[What the task requires]: Write out the rows below, from the line containing "of the rope" through the final row, with both ends included, copying each line character for character.

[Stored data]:
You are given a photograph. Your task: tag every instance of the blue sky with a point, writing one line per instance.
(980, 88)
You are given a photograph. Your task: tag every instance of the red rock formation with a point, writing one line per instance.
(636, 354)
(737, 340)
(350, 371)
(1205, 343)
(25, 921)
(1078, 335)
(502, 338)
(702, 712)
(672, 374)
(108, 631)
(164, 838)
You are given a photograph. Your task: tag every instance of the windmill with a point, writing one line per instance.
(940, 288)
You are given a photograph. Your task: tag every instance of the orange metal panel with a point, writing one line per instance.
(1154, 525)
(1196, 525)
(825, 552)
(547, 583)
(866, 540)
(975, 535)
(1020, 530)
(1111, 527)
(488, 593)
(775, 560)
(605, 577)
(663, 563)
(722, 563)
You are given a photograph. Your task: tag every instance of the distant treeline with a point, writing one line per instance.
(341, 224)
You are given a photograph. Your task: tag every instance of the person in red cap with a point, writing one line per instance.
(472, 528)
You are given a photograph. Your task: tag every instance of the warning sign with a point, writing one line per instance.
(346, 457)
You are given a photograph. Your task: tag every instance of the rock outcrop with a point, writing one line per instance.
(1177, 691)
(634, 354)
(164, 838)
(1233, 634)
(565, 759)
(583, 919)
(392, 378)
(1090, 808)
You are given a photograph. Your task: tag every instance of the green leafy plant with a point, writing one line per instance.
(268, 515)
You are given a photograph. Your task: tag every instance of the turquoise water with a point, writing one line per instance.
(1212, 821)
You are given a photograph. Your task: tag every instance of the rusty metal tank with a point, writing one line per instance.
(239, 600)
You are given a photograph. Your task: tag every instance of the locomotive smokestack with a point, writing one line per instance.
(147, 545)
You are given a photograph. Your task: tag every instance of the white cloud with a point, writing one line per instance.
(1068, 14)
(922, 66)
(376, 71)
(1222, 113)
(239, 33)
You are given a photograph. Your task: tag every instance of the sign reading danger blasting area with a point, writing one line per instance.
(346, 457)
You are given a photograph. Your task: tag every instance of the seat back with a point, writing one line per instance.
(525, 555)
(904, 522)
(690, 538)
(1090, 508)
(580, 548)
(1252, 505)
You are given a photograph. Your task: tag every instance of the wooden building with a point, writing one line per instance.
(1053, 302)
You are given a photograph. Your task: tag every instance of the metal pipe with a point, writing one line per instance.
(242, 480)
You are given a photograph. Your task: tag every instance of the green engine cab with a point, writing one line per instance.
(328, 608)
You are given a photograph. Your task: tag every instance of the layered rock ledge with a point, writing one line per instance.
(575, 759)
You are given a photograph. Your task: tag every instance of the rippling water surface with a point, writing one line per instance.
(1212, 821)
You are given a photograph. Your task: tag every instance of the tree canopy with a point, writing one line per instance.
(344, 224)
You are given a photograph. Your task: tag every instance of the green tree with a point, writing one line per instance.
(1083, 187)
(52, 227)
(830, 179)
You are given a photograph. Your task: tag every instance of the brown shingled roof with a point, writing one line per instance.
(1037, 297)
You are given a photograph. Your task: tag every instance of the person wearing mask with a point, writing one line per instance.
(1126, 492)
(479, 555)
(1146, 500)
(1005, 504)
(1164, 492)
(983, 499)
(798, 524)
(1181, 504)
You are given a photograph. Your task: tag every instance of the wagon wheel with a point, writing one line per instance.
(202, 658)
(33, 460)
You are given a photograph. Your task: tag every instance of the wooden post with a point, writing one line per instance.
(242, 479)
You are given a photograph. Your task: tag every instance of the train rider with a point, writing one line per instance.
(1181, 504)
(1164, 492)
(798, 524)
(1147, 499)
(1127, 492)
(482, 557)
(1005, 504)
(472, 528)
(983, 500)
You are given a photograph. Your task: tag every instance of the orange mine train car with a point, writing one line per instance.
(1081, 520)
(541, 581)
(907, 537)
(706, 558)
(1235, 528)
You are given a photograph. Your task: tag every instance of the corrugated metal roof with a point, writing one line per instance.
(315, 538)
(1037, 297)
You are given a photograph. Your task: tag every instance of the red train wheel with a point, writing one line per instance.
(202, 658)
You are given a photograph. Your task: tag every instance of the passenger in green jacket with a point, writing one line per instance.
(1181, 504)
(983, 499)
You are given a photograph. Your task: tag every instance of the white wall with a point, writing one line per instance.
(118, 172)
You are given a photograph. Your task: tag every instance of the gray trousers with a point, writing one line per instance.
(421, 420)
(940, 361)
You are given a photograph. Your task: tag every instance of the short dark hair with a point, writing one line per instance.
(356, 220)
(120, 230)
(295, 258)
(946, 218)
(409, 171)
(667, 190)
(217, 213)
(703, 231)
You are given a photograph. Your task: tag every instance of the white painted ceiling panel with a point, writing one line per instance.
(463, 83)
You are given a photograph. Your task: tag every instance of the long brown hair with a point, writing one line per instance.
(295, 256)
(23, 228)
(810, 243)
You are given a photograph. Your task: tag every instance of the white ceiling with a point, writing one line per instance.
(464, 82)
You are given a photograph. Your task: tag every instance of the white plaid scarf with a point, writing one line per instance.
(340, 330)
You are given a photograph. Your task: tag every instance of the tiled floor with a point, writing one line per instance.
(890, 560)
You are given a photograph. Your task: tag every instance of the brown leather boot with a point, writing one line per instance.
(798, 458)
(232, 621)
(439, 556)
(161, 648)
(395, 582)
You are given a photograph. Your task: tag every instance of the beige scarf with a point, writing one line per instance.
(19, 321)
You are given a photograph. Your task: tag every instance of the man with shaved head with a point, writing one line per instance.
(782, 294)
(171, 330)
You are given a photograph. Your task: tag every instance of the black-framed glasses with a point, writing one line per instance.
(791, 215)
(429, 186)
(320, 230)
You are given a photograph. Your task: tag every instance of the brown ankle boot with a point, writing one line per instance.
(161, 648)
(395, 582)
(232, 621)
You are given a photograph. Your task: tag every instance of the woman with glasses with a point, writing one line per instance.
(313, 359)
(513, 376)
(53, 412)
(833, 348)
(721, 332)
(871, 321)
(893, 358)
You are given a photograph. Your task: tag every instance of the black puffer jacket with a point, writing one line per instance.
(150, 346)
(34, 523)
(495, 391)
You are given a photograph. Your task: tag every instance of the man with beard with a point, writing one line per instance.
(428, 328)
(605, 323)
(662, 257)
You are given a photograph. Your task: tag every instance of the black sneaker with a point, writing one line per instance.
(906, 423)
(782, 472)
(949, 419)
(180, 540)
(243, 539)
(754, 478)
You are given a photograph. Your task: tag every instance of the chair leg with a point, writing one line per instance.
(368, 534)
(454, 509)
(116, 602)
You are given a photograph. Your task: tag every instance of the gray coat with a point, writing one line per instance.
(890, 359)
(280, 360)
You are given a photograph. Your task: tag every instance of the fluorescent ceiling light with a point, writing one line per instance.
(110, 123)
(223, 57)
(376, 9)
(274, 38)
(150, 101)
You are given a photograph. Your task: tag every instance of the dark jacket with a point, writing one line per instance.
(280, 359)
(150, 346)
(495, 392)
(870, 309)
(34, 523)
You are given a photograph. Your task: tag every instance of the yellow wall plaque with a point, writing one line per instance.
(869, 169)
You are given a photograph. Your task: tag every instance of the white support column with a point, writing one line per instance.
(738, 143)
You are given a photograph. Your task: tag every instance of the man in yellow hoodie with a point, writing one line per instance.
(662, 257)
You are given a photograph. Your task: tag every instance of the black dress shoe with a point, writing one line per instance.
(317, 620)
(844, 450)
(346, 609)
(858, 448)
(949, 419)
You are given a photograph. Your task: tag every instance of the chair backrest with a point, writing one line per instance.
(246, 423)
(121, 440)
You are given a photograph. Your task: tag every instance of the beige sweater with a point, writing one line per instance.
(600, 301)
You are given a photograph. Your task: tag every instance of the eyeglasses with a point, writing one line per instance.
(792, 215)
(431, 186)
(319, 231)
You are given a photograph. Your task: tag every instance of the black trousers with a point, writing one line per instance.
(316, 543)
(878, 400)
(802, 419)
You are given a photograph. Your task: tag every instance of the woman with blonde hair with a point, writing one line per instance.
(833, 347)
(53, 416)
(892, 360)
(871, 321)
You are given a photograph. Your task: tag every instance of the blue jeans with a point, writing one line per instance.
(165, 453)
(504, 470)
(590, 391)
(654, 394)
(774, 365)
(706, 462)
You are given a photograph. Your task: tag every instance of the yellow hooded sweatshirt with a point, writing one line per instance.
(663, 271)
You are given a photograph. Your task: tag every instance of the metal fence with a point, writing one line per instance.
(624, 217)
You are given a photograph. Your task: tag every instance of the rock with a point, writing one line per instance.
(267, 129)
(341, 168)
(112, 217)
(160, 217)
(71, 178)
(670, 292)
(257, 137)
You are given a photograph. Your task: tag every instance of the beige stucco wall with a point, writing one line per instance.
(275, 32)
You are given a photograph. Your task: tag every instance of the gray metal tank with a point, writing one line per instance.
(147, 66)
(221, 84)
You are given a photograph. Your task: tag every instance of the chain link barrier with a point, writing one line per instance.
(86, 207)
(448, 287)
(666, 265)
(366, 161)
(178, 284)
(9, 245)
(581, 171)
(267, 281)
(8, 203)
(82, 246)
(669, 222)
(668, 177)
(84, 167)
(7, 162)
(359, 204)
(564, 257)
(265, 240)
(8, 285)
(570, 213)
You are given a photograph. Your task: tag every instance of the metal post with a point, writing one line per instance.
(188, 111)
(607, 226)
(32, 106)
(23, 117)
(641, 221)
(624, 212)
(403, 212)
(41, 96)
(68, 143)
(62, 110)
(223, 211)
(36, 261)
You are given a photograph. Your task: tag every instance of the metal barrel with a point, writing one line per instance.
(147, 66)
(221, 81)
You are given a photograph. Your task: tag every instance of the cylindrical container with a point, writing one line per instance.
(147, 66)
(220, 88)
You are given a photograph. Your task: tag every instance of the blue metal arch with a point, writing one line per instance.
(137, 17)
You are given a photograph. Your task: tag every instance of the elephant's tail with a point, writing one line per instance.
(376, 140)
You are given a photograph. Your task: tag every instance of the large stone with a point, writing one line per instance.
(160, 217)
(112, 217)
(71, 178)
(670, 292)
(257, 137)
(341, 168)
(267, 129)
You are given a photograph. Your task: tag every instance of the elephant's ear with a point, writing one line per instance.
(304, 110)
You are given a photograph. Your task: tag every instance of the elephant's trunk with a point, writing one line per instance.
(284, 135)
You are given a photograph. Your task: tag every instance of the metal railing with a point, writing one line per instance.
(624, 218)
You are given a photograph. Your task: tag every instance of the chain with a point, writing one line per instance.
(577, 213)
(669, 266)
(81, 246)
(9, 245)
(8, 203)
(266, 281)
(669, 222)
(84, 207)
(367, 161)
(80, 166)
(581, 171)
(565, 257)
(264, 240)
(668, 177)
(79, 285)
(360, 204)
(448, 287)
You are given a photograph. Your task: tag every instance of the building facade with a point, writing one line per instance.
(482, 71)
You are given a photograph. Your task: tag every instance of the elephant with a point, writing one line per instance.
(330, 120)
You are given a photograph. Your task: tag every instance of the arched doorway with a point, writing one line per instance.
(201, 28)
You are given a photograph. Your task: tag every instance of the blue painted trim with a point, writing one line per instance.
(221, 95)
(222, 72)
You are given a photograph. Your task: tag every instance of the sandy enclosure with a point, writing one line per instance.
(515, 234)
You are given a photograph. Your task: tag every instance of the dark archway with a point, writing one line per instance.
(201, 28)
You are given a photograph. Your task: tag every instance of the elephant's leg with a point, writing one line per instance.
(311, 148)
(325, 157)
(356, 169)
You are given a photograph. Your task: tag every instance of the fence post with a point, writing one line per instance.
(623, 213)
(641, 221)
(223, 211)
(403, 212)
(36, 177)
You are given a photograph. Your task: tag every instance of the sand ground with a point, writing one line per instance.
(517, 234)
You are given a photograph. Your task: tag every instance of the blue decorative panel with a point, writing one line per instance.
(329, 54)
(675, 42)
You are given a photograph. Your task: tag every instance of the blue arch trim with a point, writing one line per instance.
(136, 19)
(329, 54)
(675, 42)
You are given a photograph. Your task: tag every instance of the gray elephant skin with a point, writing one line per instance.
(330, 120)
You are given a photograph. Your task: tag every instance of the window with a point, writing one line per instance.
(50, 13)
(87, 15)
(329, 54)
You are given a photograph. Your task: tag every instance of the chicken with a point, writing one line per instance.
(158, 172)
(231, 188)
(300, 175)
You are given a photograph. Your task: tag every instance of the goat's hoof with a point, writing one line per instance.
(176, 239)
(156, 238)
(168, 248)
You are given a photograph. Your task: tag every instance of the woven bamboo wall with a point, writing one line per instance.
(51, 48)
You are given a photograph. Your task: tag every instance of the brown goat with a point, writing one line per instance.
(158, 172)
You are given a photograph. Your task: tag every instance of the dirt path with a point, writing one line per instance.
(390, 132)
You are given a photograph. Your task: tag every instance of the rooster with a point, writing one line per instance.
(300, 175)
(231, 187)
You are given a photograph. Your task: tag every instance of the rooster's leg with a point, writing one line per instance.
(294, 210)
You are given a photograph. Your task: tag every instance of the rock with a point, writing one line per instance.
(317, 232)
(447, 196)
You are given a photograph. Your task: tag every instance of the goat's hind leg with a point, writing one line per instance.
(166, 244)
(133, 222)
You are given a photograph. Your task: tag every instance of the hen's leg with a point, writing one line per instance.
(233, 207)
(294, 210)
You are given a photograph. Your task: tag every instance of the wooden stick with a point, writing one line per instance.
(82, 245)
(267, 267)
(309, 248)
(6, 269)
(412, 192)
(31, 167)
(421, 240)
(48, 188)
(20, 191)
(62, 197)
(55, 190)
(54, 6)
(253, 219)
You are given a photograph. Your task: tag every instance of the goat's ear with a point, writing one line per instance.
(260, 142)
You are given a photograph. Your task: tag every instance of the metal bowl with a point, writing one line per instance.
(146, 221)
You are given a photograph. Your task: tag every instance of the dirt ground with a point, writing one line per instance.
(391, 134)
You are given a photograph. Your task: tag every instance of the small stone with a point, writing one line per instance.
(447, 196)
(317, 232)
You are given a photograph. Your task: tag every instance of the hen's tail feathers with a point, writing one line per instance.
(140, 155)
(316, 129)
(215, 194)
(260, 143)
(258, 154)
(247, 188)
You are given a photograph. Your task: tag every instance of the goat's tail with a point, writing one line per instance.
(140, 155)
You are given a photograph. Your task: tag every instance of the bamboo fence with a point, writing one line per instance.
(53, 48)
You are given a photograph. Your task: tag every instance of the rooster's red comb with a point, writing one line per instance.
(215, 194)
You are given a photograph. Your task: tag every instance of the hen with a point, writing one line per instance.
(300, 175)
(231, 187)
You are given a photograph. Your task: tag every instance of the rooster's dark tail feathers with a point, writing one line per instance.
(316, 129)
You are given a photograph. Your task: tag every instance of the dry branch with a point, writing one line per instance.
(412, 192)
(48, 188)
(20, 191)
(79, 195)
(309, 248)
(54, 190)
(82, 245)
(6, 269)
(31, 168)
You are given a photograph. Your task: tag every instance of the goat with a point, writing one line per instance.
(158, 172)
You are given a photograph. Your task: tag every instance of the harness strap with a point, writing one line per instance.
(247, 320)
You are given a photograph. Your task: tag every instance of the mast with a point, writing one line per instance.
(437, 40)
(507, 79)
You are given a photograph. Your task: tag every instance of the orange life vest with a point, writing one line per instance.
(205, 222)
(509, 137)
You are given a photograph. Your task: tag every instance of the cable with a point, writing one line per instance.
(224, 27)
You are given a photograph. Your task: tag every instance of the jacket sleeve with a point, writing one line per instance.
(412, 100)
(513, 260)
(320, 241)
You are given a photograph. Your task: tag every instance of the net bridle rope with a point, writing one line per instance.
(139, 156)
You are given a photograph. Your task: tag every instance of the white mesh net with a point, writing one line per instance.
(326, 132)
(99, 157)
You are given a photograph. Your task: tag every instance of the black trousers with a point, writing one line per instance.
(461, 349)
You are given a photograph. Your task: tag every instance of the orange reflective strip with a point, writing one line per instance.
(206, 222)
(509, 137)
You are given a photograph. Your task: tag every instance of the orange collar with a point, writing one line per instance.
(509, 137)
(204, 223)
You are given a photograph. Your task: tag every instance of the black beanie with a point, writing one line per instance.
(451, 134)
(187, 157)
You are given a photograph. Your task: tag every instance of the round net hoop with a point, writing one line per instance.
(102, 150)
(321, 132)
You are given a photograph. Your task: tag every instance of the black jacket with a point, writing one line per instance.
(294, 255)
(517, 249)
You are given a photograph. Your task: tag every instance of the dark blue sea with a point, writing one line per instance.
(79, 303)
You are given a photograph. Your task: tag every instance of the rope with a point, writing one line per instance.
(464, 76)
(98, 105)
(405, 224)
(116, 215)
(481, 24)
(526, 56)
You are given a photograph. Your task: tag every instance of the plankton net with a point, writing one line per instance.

[Result for this task]:
You are given a photograph. Your task: tag every instance of the rope with a point, writing one line per instance.
(464, 76)
(98, 105)
(405, 224)
(116, 215)
(481, 24)
(526, 56)
You are given a photograph. Your task: tag every instance of the plankton net with a point, writing one line per instance.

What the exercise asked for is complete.